▶ TASK TO CARRY OUT
For every line in the data below that contains "blurred", copy the line.

▶ SOURCE DATA
:::::

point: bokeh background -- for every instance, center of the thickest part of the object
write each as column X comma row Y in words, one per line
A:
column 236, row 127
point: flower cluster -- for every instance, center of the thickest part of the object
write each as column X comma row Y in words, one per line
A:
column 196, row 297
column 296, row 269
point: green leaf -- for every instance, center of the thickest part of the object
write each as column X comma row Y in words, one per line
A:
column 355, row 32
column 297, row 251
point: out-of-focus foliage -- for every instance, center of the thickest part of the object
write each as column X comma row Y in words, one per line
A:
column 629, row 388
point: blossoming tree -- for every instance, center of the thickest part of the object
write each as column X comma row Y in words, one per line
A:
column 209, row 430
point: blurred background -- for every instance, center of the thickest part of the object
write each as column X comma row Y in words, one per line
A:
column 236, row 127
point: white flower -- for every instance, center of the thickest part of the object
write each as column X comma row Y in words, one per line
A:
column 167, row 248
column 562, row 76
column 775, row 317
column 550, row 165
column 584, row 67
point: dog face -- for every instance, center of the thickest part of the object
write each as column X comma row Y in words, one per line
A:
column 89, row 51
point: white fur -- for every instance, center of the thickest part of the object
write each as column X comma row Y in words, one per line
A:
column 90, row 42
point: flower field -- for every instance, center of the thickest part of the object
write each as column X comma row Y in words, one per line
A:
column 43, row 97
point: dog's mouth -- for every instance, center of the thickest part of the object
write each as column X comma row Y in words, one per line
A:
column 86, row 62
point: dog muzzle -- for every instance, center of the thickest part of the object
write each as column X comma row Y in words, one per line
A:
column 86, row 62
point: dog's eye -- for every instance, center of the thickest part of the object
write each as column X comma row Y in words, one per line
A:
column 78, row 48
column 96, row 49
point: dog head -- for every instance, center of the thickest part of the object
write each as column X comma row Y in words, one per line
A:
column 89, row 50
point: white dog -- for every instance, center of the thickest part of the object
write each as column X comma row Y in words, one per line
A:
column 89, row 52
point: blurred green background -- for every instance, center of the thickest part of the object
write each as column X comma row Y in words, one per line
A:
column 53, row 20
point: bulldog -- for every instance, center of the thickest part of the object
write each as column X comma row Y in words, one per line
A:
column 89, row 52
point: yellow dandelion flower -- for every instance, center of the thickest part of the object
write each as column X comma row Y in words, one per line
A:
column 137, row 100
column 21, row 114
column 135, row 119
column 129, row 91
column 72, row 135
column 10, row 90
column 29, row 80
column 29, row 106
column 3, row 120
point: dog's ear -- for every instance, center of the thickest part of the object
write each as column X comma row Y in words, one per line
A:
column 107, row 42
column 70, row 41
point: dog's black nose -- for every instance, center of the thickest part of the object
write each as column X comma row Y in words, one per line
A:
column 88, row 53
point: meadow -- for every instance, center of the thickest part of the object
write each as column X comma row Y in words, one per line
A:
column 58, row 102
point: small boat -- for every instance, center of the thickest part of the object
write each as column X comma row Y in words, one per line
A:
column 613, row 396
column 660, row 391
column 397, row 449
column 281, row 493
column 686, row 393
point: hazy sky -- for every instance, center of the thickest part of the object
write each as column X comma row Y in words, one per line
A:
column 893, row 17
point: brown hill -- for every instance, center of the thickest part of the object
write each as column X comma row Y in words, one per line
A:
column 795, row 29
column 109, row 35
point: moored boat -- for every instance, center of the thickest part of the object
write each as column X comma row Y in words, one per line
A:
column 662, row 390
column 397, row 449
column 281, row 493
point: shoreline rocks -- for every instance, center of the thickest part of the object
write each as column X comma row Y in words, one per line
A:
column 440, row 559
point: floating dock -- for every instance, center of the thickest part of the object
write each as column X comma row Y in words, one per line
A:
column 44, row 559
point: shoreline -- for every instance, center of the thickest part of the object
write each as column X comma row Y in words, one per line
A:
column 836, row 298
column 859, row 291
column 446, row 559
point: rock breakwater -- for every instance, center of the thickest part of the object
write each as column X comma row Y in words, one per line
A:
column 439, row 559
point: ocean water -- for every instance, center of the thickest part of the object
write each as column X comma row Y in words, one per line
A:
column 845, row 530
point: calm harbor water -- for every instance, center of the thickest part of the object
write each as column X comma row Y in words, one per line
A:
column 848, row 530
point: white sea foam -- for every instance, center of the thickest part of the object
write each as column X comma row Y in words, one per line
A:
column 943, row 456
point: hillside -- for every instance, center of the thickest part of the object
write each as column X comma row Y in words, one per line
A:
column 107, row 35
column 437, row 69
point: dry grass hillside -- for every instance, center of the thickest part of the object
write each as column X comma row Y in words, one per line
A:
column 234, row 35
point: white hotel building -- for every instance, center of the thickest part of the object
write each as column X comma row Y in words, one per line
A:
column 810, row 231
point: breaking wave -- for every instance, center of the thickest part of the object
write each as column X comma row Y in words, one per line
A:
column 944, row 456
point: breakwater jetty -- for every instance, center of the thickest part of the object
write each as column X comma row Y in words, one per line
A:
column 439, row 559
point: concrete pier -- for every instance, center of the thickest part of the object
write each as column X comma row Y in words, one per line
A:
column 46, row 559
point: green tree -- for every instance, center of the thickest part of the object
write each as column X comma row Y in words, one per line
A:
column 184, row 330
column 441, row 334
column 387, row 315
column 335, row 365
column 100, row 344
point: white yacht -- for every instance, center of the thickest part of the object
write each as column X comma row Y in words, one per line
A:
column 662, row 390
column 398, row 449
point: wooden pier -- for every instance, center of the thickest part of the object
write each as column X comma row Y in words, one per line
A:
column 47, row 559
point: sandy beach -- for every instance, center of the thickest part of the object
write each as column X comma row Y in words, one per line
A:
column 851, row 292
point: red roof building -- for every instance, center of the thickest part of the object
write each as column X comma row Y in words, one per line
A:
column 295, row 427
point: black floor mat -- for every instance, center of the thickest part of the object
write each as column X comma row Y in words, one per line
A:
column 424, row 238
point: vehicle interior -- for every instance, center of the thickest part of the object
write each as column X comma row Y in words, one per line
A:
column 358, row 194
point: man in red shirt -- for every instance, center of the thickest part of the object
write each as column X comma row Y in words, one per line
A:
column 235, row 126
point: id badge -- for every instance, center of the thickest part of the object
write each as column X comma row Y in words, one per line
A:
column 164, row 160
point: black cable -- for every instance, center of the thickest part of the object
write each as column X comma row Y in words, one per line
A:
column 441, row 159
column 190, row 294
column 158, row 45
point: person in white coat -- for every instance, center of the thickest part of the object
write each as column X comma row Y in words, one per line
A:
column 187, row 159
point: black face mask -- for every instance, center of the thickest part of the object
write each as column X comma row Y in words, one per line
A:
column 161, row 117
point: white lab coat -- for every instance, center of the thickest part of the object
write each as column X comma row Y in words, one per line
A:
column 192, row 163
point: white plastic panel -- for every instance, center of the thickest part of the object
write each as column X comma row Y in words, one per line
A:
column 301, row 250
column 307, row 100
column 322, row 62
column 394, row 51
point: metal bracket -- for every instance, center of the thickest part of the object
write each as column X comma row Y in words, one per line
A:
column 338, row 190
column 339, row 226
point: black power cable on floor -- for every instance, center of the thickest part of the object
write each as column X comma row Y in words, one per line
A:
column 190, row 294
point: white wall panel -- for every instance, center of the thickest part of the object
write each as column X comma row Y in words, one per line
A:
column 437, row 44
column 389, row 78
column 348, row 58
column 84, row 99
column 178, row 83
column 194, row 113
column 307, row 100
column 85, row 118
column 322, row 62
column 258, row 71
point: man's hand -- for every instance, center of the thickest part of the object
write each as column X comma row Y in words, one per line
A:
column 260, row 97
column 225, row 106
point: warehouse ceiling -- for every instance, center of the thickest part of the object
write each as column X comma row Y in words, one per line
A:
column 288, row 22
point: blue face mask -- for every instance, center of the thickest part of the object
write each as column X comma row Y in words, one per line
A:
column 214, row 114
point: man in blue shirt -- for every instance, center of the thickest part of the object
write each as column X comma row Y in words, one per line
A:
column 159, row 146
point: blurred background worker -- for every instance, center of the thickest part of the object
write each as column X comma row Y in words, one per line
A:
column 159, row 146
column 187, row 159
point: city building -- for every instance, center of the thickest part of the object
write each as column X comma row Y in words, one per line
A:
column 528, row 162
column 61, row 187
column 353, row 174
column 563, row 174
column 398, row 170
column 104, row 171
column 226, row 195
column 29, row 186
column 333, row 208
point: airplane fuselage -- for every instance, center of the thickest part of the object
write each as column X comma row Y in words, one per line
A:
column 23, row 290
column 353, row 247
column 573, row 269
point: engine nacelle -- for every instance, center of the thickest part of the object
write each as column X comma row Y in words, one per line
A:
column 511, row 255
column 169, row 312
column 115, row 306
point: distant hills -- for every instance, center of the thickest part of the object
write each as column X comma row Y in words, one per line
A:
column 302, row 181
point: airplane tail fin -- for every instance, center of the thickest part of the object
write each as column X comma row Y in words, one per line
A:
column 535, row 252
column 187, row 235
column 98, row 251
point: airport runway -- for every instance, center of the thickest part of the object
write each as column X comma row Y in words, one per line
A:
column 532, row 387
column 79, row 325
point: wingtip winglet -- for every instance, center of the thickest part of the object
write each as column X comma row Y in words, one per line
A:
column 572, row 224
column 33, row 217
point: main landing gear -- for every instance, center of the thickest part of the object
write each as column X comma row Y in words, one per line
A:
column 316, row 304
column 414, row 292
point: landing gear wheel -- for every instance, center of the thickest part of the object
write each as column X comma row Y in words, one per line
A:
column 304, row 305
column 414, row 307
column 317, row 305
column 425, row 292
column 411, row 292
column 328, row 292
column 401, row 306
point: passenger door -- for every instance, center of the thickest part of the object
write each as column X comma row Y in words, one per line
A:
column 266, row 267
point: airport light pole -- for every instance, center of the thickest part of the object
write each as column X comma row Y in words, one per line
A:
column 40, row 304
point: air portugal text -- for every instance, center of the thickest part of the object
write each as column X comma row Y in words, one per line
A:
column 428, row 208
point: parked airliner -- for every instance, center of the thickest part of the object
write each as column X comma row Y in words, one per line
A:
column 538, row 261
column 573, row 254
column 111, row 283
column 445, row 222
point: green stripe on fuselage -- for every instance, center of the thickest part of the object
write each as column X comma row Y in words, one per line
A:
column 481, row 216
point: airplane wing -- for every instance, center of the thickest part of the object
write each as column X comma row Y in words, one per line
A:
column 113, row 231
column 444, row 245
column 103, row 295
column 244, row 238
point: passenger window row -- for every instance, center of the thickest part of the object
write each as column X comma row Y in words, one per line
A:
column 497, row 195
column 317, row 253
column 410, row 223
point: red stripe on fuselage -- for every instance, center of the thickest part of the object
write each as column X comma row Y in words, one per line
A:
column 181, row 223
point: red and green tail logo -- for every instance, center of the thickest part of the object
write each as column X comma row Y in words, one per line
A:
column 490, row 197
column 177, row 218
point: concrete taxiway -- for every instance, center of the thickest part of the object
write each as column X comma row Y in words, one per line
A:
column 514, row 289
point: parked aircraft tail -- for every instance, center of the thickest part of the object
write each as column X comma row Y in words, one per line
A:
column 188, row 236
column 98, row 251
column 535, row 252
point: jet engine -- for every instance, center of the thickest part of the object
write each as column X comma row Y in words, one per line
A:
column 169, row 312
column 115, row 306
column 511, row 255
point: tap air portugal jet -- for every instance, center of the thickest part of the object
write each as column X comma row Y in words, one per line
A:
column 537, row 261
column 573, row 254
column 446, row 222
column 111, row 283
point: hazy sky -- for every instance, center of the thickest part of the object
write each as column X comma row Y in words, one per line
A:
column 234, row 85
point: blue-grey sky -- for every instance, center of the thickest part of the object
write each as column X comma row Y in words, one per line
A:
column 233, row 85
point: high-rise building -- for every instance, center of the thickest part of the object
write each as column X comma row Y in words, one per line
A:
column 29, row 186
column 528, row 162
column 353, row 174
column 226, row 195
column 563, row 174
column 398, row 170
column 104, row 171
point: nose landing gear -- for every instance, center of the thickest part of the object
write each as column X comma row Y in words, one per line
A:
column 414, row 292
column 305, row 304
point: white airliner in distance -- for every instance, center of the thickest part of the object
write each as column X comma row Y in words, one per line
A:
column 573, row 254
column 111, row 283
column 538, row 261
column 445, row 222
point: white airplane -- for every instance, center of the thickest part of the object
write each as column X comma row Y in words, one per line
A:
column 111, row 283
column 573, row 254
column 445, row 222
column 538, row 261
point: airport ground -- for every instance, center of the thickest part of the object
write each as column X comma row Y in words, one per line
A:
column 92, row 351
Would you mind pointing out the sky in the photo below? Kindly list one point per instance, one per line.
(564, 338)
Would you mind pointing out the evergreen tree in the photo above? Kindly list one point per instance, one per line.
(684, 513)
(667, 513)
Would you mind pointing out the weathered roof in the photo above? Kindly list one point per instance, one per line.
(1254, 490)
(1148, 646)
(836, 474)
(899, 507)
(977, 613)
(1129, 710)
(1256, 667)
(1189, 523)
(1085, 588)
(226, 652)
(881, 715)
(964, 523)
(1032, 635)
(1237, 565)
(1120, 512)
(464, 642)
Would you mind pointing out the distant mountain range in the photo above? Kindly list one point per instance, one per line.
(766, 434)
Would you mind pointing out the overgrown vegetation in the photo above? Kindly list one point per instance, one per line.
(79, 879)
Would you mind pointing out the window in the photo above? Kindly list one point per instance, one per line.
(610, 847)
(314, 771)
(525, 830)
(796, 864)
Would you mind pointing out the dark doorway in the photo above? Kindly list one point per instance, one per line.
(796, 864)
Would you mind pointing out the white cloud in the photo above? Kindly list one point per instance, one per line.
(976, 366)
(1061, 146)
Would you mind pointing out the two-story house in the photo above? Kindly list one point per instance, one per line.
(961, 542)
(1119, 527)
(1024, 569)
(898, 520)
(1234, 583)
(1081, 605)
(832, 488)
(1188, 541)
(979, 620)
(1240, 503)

:::::

▶ ANSWER TO THE PROBLEM
point: blurred background -- for every instance, center of the thickest part of the object
point: blurred green background -- for every instance, center of the thickest part of the object
point: blurred background worker -- for every instance, center of the thickest part of the object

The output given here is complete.